Keep only the lines below that contain the string "photograph", treating uppercase and lowercase letters as different.

BEGIN Records provided

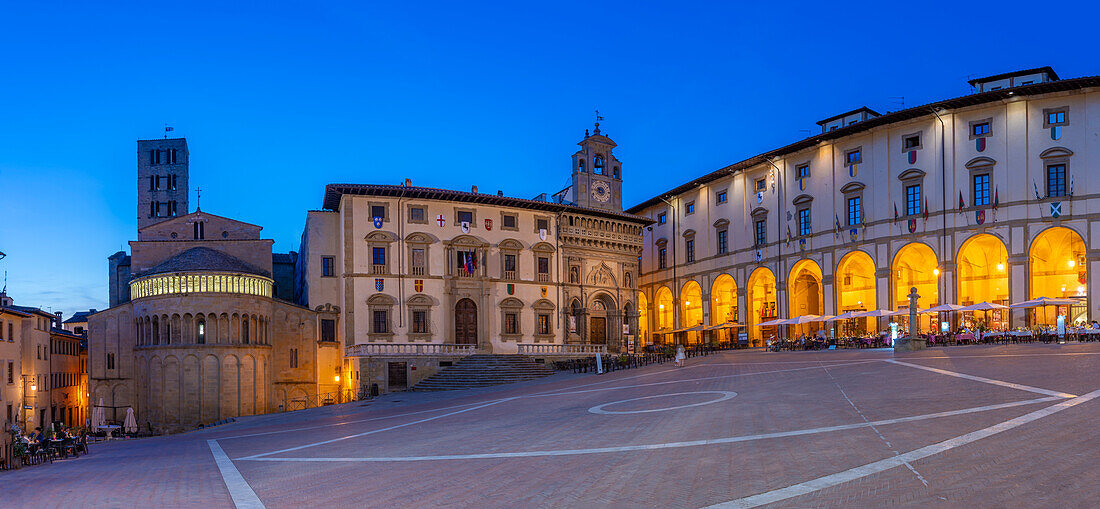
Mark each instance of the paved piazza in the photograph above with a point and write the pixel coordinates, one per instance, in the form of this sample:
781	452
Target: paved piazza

END Records provided
BEGIN Records provided

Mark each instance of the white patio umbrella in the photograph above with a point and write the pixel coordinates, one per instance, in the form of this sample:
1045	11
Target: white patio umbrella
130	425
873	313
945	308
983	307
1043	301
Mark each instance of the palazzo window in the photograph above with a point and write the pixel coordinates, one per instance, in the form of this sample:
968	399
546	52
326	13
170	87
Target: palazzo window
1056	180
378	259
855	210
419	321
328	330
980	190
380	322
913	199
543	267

END Records provided

== Completed task ==
Mark each instance of the paved piazza in the photograph above with a point and write the pixel coordinates, one per instance, in the form of this sample:
Mark each instance of the white patio umbrella in the photograph above with a point and write the pixel coordinates, one per instance, in the form of this sample:
Mark each instance of the palazzo window in the photograph above with a point and write the pixel coordinates, one per instance, in the form of this sample:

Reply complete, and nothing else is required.